----- Excerto -----

SALPICOS DE CULTURA....
Ter ou não ter consciência dos perigos que se correm ao não se tomarem determinadas cautelas face à epidemia que aí anda à solta, fez-me voltar a pensar nesta coisa que é “tomar consciência”. Lembro-me que o tema já era muito estudado quando iniciei a minha carreira académica nos domínios da Filosofia, e discutisse-se o que se discutisse, fosse quem fosse que tratasse o tema, o facto é que se acabava quase sempre por se iniciar, ou acabar, as reflexões colocando a questão de saber se é possível, ou não, que o homem tome consciência dos seus atos.
Porém, o que não deixa de ser verdade é que volvidos uns quantos anos, nas conversas que vou tendo, sou confrontado com duas ideias: uma, expressa por larga maioria de pessoas, vai no sentido de afirmar que tal não só é possível, como socialmente necessário, outra, é a que considera o fenómeno difícil, embora também muitos pensem que orientar a educação para esse desígnio se torna tarefa indispensável.

----- Dados fornecidos -----

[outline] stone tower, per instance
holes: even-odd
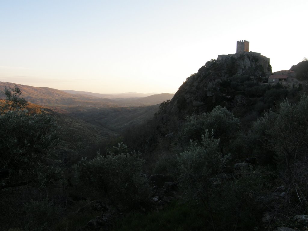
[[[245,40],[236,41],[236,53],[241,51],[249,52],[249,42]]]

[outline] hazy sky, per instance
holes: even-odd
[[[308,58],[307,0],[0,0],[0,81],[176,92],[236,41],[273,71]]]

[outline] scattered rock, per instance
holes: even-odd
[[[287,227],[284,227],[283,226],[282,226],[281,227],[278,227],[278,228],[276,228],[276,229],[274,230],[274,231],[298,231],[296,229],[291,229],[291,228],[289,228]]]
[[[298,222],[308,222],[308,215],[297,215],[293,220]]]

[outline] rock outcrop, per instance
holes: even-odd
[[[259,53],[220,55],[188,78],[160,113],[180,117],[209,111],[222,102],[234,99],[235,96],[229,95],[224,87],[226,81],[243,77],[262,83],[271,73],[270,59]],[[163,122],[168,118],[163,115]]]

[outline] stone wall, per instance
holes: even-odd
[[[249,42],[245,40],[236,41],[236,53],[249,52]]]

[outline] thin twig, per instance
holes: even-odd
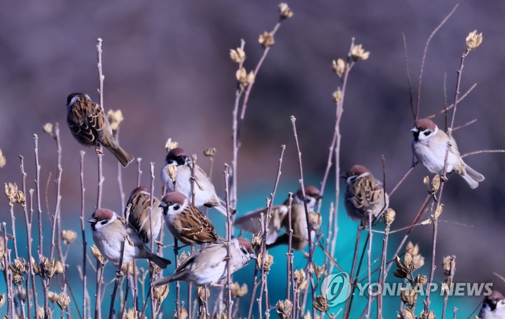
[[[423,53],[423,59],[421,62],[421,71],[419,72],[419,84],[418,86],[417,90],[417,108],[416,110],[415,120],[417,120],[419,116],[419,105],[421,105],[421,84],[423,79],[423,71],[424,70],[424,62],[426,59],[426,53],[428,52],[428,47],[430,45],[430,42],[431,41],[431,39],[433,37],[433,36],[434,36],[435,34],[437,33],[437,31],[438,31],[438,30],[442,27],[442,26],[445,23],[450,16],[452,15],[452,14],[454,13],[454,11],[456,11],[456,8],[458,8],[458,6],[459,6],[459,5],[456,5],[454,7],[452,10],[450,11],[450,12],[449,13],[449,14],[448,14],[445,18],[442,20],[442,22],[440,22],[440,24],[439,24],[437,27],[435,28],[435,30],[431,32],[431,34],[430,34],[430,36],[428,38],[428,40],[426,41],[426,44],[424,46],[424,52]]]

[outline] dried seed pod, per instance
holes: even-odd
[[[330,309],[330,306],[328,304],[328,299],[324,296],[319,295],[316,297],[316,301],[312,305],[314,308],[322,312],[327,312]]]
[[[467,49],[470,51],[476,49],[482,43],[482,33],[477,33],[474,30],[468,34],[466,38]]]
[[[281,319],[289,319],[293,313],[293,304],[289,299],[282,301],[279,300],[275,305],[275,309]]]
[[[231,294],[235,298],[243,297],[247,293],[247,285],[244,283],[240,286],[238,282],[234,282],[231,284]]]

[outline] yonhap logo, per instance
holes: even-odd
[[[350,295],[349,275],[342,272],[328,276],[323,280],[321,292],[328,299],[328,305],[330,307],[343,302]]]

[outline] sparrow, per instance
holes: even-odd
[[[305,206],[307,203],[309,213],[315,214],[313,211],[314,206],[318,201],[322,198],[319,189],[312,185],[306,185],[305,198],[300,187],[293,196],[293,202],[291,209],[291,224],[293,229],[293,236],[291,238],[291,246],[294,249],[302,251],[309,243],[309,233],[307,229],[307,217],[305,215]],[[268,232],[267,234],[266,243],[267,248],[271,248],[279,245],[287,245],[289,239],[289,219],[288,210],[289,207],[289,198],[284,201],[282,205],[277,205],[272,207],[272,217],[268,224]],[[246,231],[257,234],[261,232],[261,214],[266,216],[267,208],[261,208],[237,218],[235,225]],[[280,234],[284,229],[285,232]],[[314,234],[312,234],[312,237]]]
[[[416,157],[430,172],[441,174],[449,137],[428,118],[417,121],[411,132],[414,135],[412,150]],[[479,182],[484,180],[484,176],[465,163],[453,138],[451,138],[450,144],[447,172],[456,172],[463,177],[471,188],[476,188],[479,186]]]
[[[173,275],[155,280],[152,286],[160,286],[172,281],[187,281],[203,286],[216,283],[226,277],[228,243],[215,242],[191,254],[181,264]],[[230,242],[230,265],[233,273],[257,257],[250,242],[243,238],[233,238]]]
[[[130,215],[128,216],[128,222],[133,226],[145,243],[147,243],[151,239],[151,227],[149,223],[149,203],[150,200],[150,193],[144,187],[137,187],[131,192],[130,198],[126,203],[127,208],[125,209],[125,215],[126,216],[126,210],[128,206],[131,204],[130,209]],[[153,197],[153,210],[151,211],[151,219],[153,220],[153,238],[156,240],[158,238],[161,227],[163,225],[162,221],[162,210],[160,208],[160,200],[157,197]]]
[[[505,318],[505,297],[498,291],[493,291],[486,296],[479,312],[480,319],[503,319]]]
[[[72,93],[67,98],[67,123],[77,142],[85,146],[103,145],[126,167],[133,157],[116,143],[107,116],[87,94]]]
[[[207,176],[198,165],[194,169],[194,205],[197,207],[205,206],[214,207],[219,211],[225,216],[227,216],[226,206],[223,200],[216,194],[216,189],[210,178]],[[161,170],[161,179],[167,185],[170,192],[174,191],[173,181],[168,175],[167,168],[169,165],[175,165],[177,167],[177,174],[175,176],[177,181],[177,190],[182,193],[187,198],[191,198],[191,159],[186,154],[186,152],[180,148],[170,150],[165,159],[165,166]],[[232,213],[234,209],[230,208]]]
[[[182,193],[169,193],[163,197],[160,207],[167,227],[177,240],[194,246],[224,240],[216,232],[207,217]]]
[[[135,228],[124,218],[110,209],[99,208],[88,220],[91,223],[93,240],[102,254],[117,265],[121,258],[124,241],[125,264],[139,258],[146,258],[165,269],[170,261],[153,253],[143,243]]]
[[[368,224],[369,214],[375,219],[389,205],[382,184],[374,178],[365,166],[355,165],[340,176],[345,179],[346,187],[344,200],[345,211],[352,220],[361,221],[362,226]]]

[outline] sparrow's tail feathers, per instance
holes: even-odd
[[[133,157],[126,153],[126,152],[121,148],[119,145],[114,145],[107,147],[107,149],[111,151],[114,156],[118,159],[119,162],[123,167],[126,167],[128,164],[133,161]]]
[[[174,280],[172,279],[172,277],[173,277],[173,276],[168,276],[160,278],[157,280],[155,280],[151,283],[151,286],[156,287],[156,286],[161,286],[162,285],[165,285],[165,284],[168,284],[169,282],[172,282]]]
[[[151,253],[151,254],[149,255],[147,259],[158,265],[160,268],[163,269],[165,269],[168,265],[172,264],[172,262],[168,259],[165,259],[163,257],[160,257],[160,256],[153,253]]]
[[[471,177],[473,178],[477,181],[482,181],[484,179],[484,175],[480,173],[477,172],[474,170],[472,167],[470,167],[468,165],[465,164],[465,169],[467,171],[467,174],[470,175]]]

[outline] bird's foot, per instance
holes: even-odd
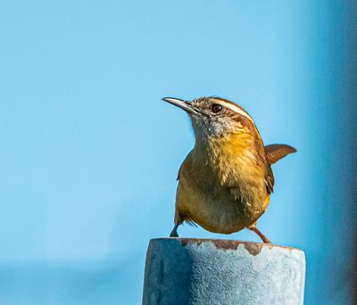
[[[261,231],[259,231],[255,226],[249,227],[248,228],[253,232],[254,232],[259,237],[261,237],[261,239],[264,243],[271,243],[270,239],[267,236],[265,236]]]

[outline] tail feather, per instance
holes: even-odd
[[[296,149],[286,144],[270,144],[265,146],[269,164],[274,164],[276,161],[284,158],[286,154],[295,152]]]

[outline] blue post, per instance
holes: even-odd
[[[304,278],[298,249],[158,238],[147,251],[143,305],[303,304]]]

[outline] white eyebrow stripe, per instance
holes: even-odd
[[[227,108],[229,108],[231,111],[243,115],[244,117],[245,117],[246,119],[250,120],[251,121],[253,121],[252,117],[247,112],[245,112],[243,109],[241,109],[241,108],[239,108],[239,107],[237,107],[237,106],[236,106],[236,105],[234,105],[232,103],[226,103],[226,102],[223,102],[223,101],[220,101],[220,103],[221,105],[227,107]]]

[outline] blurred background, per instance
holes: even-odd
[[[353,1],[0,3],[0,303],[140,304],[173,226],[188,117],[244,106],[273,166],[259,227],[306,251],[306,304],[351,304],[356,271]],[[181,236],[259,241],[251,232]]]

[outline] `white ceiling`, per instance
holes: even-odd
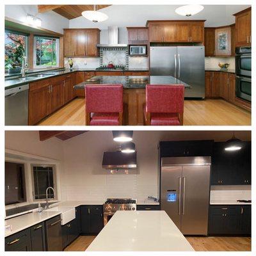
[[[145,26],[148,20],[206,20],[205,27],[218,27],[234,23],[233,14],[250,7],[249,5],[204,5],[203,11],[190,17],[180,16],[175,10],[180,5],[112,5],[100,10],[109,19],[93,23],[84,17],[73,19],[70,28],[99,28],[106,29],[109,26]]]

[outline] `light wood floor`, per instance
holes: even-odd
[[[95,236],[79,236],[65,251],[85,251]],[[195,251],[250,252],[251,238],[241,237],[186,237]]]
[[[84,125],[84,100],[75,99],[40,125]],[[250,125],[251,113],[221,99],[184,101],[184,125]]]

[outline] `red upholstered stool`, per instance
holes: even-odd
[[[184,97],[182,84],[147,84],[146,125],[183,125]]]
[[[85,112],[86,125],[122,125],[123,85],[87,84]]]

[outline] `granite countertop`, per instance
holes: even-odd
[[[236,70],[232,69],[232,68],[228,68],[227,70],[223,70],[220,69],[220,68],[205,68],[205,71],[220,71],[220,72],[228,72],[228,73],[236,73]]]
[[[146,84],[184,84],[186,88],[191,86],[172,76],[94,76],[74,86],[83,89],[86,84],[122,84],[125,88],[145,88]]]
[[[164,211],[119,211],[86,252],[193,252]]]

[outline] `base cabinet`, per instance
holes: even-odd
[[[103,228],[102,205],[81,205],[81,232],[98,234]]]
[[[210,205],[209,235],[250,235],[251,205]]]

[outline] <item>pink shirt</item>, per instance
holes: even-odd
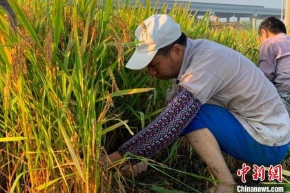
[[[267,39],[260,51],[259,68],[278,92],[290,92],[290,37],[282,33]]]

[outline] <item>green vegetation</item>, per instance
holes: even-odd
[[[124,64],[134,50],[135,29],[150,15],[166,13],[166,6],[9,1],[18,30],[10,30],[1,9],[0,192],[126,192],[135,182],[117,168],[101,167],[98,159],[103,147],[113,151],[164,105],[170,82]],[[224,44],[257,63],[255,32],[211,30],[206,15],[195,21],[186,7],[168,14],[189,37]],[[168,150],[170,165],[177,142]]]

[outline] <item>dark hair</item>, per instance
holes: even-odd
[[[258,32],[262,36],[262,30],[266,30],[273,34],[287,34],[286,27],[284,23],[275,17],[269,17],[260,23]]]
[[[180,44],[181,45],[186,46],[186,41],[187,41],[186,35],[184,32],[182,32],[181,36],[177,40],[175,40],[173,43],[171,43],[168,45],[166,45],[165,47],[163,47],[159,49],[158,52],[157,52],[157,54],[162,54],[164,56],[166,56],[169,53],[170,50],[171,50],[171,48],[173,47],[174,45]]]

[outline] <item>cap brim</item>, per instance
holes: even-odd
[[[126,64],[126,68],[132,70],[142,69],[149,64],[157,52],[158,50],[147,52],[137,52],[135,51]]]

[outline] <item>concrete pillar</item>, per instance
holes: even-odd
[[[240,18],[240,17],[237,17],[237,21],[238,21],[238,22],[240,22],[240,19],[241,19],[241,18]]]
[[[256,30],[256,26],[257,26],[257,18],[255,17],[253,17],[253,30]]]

-----
----- Dados fornecidos -----

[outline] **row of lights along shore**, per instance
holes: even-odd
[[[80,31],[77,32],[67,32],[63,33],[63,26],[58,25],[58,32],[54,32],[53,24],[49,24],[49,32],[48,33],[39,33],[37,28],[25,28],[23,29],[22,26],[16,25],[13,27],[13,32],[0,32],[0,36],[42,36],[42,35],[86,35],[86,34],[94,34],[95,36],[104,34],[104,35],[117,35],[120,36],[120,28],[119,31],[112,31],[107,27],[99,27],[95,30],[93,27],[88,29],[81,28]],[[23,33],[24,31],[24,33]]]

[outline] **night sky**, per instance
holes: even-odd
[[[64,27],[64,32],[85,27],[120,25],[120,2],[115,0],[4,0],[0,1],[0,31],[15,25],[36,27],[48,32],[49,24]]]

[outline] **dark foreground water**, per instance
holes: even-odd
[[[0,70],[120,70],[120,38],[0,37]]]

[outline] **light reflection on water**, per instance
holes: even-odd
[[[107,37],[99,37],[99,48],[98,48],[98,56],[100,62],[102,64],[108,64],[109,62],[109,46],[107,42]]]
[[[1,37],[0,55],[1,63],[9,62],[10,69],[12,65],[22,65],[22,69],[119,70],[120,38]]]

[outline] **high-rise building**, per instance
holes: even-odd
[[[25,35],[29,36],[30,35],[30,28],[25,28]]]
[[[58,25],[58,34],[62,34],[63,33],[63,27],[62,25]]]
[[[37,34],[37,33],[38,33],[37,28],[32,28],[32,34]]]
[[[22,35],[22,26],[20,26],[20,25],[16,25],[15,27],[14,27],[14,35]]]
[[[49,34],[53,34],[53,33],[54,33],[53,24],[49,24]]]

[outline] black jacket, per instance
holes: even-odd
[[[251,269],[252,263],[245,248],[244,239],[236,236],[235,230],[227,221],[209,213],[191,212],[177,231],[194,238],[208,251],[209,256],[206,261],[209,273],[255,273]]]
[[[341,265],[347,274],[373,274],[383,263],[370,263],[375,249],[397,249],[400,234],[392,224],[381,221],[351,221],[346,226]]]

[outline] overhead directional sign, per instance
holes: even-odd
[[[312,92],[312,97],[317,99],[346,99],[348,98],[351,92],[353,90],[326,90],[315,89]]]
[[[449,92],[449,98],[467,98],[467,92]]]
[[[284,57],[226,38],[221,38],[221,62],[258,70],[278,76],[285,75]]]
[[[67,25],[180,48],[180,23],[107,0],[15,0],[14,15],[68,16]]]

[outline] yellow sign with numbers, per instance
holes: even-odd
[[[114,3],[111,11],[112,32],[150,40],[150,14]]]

-----

# [Tarefa escrita 1]
Repete, do excerto sobre tomar consciência, o trecho que começa em "Porém, o que" e segue até "torna tarefa indispensável.".
# [Tarefa escrita 2]
Segundo o excerto sobre tomar consciência, em que domínio se iniciou a carreira académica de quem o escreve?

# [Resposta escrita 1]
Porém, o que não deixa de ser verdade é que volvidos uns quantos anos, nas conversas que vou tendo, sou confrontado com duas ideias: uma, expressa por larga maioria de pessoas, vai no sentido de afirmar que tal não só é possível, como socialmente necessário, outra, é a que considera o fenómeno difícil, embora também muitos pensem que orientar a educação para esse desígnio se torna tarefa indispensável.

# [Resposta escrita 2]
Nos domínios da Filosofia.